--- Instruction ---
Transcribe verbatim every line from the line containing "the green foliage" to the end of the entries, including both endpoints. Output nothing beyond those lines.

--- Supplied information ---
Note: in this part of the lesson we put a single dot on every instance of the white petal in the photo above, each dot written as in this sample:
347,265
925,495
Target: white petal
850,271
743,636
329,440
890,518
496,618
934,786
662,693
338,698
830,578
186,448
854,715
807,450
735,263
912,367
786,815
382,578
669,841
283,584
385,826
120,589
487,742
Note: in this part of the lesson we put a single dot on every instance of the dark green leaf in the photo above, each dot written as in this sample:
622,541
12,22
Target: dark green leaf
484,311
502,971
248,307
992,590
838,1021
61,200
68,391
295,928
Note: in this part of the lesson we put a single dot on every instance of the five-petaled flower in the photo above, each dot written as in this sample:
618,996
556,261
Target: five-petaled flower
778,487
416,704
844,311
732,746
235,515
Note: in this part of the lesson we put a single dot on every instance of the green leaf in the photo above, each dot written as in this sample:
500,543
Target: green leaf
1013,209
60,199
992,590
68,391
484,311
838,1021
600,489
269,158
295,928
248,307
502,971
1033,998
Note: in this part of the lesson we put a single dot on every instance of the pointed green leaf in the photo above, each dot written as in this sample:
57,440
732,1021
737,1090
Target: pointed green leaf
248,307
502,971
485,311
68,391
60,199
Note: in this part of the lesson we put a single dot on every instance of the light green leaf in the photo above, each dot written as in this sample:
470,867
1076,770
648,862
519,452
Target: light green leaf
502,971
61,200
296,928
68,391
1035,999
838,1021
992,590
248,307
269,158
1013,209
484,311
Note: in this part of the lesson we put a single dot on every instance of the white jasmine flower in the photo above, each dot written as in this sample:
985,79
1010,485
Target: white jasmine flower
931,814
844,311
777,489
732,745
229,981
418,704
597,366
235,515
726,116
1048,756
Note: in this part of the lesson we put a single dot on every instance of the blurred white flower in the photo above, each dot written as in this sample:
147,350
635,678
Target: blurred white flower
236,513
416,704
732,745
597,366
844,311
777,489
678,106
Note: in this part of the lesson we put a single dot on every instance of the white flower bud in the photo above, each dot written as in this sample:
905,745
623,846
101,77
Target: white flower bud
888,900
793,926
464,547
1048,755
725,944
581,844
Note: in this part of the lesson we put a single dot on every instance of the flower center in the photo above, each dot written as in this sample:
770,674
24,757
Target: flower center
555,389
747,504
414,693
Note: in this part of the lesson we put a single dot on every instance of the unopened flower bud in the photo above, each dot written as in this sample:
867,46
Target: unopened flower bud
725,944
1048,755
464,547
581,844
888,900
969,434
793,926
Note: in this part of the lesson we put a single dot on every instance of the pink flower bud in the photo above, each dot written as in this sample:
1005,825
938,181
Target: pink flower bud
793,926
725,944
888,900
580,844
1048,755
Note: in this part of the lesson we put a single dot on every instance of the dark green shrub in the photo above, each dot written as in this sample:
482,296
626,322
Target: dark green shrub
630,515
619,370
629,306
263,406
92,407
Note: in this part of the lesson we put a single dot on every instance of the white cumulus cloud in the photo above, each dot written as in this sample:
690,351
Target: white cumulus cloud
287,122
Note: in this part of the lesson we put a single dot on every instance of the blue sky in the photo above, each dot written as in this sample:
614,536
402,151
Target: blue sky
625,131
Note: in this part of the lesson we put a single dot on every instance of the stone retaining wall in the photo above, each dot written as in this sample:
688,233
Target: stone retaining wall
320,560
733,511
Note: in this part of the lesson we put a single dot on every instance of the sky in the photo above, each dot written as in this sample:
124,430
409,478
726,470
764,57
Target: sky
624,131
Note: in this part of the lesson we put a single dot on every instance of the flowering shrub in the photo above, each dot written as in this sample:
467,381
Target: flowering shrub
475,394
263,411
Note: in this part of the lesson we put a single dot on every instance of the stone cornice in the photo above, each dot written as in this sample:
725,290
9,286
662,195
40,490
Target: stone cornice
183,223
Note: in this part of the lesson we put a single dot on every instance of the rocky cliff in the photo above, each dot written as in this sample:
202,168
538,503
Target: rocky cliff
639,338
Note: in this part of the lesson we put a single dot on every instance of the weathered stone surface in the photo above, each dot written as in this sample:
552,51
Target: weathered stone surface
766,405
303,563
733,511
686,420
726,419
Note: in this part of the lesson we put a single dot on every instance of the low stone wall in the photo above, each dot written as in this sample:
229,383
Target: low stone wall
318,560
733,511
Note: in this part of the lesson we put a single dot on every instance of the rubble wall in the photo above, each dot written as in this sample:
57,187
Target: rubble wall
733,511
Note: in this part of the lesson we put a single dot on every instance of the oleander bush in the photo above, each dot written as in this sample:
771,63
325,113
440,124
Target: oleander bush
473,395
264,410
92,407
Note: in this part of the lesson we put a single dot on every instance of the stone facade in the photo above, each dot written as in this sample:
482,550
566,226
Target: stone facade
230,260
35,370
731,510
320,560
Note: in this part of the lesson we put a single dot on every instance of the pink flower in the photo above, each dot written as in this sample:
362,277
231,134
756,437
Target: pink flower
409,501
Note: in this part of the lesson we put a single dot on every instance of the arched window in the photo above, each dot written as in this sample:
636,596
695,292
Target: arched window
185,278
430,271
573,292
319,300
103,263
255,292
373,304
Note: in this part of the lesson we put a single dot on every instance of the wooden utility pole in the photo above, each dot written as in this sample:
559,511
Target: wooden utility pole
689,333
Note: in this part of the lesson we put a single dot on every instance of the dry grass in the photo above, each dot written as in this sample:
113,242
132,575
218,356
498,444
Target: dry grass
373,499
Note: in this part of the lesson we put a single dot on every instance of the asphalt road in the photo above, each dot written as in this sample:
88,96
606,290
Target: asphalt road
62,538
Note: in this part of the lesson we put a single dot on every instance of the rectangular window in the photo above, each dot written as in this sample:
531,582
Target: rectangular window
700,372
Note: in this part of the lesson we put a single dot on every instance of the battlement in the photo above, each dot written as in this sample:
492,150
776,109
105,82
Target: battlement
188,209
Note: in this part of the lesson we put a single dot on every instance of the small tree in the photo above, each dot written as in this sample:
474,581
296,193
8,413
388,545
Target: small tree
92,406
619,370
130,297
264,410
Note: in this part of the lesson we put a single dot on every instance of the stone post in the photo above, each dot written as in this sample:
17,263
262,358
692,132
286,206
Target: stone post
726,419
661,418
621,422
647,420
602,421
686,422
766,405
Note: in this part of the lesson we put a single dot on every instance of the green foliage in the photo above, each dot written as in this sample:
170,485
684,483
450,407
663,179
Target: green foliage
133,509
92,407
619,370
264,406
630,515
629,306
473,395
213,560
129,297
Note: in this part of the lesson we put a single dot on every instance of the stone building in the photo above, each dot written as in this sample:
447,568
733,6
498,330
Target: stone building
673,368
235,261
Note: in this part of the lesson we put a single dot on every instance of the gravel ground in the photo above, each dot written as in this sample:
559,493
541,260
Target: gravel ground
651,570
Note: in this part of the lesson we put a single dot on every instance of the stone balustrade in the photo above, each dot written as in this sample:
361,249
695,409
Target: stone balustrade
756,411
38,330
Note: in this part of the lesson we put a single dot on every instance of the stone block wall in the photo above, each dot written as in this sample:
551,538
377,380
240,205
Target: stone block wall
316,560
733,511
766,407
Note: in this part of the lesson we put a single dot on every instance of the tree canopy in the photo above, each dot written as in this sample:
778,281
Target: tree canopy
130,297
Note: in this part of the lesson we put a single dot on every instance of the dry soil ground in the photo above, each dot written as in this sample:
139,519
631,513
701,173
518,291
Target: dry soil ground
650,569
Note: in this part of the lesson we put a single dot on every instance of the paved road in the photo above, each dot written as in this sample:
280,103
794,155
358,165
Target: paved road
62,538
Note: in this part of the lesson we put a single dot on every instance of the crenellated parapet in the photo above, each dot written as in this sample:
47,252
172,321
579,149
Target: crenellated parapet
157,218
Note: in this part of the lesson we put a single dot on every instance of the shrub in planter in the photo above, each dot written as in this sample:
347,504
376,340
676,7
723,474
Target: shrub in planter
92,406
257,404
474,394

--- Completed task ---
Note: in this part of the lesson we put a single dot on every instance of the green foliage in the photo above, each dot written as in this sample:
170,485
684,483
450,407
663,179
Target: green foliage
133,509
92,407
619,370
264,406
630,515
629,306
473,395
213,560
129,297
Note: in this part of the lesson we put a single dot on every instance of the stone building in the photo above, each dot written as in this sample:
447,568
733,6
498,330
Target: stone building
673,368
235,261
Note: in this part of the lesson we put a single dot on every instance of the gravel ground in the photo above, each dot written as in this sample:
559,493
541,260
Target: gravel ground
651,570
Note: in this part of the lesson we put a single dot on every instance of the stone balustrade in the photo above, each dot written as in this sample:
361,249
695,409
Target: stone balustrade
756,411
38,330
Note: in this part of the lesson we put a single dot on every instance of the stone block wall in the photo above, each dot written as in this sample:
551,538
377,380
240,205
Target: stone block wall
316,560
733,511
766,407
Note: in this part of the lesson we put a single dot on every instance of the tree canopy in the photo above, each dot written as in this sample:
778,281
Target: tree canopy
130,297
Note: in this part of the lesson we put a single dot on every instance of the dry soil ground in the photo above, each dot written as in this sample:
139,519
631,513
701,173
518,291
Target: dry soil ground
650,569
Note: in this part of the lesson we put a single dot on every instance of the paved road in the photo above, each dot written as in this sample:
280,103
794,155
358,165
Target: paved road
62,538
Note: in this part of the lesson we put a single dot on every instance of the crenellated parapet in the photo above, each dot written as in this sample:
47,252
172,321
579,149
Target: crenellated parapet
157,218
Note: in this part of the lesson we put a single dot on every instance of the shrub in planter in the photo above, each dot written as in this sample:
347,504
376,340
676,7
723,474
Target: shrub in planter
92,406
257,404
474,394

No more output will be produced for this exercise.